**Document segment**
********************

Pollutants means any solid, liquid, gaseous or thermal irritant or contaminant, including smoke, vapor, soot, fumes, acids, alkalis, chemical and waste.

B. Personal Injury Provision

Part Two of the policy concerns "personal injury" and "advertising injury, " and states:

If a claim is made or a SUIT is brought against an INSURED for PERSONAL INJURY or ADVERTISING INJURY which arises out of the conduct of YOUR BUSINESS within the COVERAGE TERRITORY, WE will:
1) pay damages for which the INSURED is legally liable up to the Limit of Insurance; and
2) provide a defense at OUR expense by counsel of OUR choice. We will do this even if the allegations of the SUIT are not true. WE may investigate or settle any claim or SUIT as WE see fit. But after WE have paid the applicable Limit of Insurance, WE are not required:
a. to pay any settlement or judgment; or
b. defend any SUIT.

The policy defines personal injury as "injury which arises out of one or more of the following acts committed during the policy period: false arrest, detention or imprisonment; malicious prosecution; wrongful entry into or eviction of a person from a room, dwelling or premises which the person occupies; libel, slander or invasion of privacy which is the result of a written or spoken statement." Joint Stipulation of Facts, Ex. A (emphasis added).

********************

**Supplied data**
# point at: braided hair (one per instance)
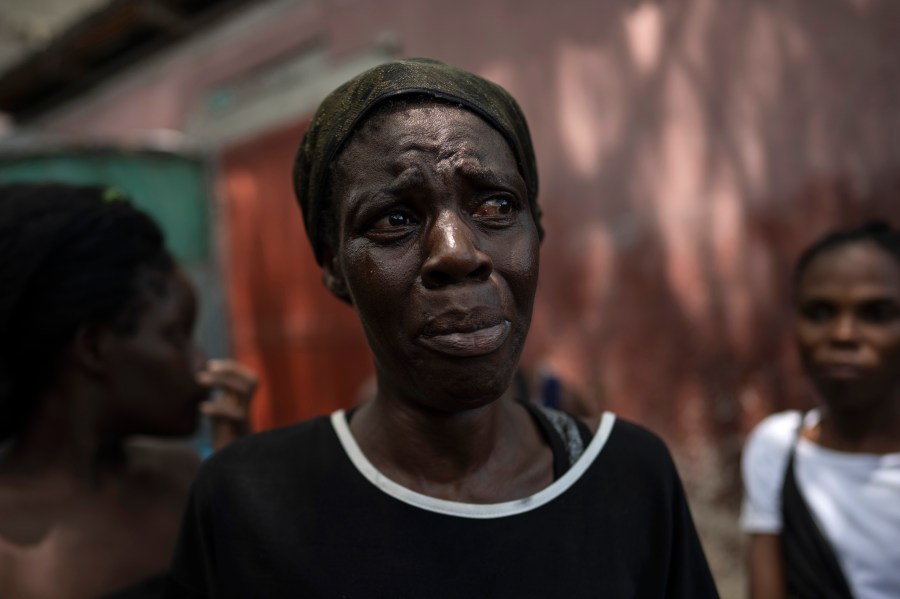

********************

**To be done**
1) In the insurance policy excerpt, which part of the policy concerns "personal injury" and "advertising injury"?
2) From the insurance policy excerpt, list every substance given as an example in the definition of pollutants.

**Expected responses**
1) Part Two

2) smoke, vapor, soot, fumes, acids, alkalis, chemical, waste